WHAT IS BEING ASKED:
Reproduce all of the records below with every occurrence of "pointer" replaced by "locator" and no other change. Omit the pictures from the output.

═══

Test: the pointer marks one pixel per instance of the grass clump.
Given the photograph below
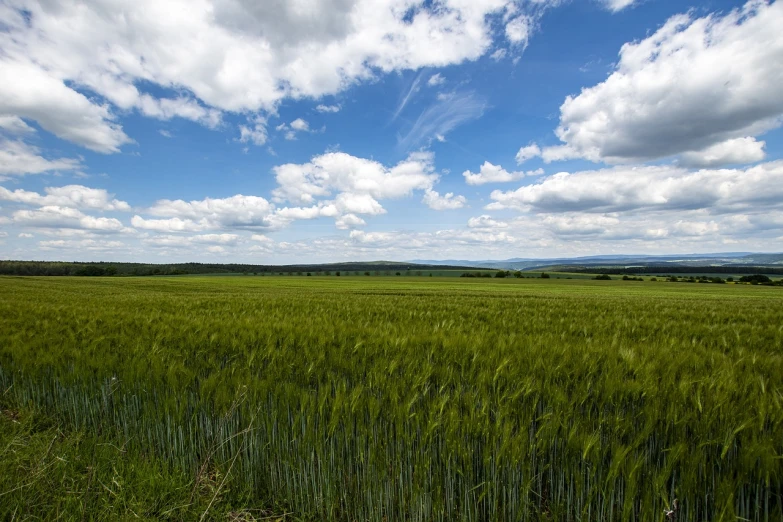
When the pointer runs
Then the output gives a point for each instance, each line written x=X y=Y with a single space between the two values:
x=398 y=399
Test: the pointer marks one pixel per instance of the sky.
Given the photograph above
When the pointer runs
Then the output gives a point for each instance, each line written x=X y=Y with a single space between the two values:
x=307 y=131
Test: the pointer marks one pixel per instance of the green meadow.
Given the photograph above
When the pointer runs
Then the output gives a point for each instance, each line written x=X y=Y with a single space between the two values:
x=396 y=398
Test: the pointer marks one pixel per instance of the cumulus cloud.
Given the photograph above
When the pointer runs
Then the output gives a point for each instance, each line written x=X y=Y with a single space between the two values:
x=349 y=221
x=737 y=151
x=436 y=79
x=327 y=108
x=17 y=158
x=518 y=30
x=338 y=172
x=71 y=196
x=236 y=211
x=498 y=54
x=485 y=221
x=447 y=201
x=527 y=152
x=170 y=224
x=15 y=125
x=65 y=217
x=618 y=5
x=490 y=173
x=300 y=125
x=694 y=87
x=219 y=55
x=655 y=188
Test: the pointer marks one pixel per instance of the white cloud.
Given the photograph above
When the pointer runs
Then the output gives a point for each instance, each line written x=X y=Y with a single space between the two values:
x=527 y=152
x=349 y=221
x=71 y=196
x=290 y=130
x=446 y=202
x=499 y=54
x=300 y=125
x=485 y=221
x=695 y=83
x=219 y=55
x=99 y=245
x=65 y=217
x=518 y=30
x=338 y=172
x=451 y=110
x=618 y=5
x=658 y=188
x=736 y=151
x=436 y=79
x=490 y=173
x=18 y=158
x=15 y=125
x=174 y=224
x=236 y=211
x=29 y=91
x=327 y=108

═══

OUTPUT BELOW:
Test: the locator marks one pixel per instance of the grass clump.
Given the photograph below
When the locator runs
Then the output gives a point for each instance, each line written x=X y=Y with a single space between the two values:
x=398 y=399
Test: the locator marks one pixel per instance of the sky.
Given the photograph above
When the locator runs
Then the output gives a point for each instance, each line written x=X y=Y with a single space between the two values:
x=307 y=131
Test: the locator marks one pixel per instance of the green meadow.
Given the photograph above
When the locator runs
Then the output gives a point for each instance, each line written x=X y=Y with a single space between the two values:
x=396 y=398
Test: the locator marks one pixel per instance of the cumulus cloud.
Given the photograph above
When the locator runs
Then the output gives a point for each instance, each line written x=X y=Y with a single space between the two values:
x=349 y=221
x=737 y=151
x=436 y=79
x=327 y=108
x=17 y=158
x=518 y=30
x=338 y=172
x=71 y=196
x=236 y=211
x=498 y=54
x=485 y=221
x=447 y=201
x=527 y=152
x=170 y=224
x=15 y=125
x=65 y=217
x=618 y=5
x=490 y=173
x=300 y=125
x=694 y=87
x=219 y=55
x=655 y=188
Test: the locator marks one pixel per instance of the white cloud.
Given the photograph above
When the locator runs
Then the output gives a point for each instance, each line written x=X y=Y with a single space between the two values:
x=527 y=152
x=349 y=221
x=71 y=196
x=290 y=130
x=446 y=202
x=499 y=54
x=300 y=125
x=485 y=221
x=695 y=83
x=219 y=55
x=99 y=245
x=65 y=217
x=518 y=30
x=338 y=172
x=451 y=110
x=618 y=5
x=658 y=188
x=736 y=151
x=436 y=79
x=490 y=173
x=18 y=158
x=15 y=125
x=174 y=224
x=236 y=211
x=29 y=91
x=327 y=108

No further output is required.